═══ PROVIDED DATA

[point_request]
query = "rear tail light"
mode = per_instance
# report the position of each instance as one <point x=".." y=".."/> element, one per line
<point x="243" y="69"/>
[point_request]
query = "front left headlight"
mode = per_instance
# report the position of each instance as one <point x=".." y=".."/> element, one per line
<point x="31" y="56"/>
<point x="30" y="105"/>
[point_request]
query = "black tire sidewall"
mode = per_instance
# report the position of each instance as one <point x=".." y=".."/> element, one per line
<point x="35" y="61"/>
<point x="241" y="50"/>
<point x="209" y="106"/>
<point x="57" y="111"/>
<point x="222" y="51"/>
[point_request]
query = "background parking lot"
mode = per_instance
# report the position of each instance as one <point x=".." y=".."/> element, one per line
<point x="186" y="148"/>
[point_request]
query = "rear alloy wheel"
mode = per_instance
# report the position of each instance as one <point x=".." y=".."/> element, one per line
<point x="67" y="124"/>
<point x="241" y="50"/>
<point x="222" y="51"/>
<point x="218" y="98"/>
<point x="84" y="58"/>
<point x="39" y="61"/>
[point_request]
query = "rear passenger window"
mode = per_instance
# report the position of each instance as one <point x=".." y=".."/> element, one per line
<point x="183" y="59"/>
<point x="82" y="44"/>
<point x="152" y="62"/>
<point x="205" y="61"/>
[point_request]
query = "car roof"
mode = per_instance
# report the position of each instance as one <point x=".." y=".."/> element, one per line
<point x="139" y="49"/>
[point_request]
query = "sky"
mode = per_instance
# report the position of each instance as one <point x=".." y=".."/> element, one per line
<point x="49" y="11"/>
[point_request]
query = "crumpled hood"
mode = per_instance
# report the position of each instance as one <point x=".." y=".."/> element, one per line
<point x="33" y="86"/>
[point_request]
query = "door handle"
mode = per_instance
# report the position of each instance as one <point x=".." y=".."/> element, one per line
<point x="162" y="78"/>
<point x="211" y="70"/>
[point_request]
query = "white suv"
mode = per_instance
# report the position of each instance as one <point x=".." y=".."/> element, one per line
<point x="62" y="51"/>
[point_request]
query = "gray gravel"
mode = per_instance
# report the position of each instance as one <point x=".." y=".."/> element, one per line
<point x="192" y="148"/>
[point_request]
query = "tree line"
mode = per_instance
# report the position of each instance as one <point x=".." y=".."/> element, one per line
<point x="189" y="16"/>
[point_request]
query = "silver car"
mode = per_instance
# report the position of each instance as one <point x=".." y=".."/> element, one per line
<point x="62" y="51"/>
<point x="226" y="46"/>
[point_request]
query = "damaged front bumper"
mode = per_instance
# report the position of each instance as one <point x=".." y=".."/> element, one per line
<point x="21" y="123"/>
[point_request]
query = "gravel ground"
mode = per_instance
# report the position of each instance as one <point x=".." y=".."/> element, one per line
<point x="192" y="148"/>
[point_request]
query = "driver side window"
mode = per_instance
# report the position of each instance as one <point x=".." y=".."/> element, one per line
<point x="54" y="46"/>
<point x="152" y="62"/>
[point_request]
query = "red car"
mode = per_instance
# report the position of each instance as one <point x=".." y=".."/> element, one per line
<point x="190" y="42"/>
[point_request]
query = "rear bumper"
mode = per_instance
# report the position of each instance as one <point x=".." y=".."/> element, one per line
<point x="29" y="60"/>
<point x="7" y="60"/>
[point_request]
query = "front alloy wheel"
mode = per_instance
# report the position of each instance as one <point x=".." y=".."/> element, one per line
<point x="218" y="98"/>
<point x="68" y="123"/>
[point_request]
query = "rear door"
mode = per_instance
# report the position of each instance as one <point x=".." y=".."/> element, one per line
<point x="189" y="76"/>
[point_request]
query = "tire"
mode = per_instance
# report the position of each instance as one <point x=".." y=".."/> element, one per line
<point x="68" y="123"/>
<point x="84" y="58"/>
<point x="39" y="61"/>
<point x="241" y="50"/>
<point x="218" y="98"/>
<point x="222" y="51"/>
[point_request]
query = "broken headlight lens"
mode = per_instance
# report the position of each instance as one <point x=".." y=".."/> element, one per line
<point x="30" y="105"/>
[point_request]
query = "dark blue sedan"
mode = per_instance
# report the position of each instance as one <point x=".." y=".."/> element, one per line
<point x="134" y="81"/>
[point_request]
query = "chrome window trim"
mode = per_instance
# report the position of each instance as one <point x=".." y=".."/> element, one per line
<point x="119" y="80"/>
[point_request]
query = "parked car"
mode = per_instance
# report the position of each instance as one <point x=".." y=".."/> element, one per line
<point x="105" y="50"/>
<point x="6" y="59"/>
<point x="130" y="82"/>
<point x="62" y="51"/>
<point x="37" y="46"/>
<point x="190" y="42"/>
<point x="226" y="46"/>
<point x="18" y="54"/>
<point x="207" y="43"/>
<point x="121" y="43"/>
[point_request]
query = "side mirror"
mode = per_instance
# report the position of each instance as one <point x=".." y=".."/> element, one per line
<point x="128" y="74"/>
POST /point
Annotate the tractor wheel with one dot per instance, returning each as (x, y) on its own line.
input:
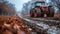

══════

TASK BRIEF:
Each line of the data that has the string "headlight" should be returned.

EXERCISE RESULT:
query = "front left headlight"
query = "broken headlight lens"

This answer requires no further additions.